SOURCE DATA: Begin

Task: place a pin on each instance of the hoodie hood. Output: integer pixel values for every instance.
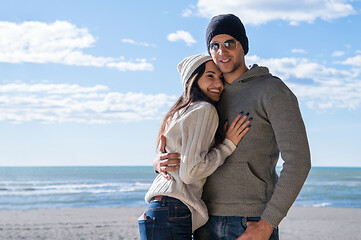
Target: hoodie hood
(254, 71)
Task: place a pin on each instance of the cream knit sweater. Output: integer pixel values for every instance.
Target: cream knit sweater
(191, 135)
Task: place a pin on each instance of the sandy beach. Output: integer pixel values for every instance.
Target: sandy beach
(121, 223)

SOURCE DATA: End

- TASK INSTRUCTIONS
Only the lines from the start of the records to the one containing "Task: place a pin on each instance of the cream" should be repeated, exactly and with both ends kept; drop any pictures.

- WRITTEN RESPONSE
Task: place a pin on each instance of the hoodie hood. Output: integer pixel values for every instance.
Target: hoodie hood
(254, 71)
Task: place a pin on each instance of the cream knit sweater. Output: integer pixel values for every instance.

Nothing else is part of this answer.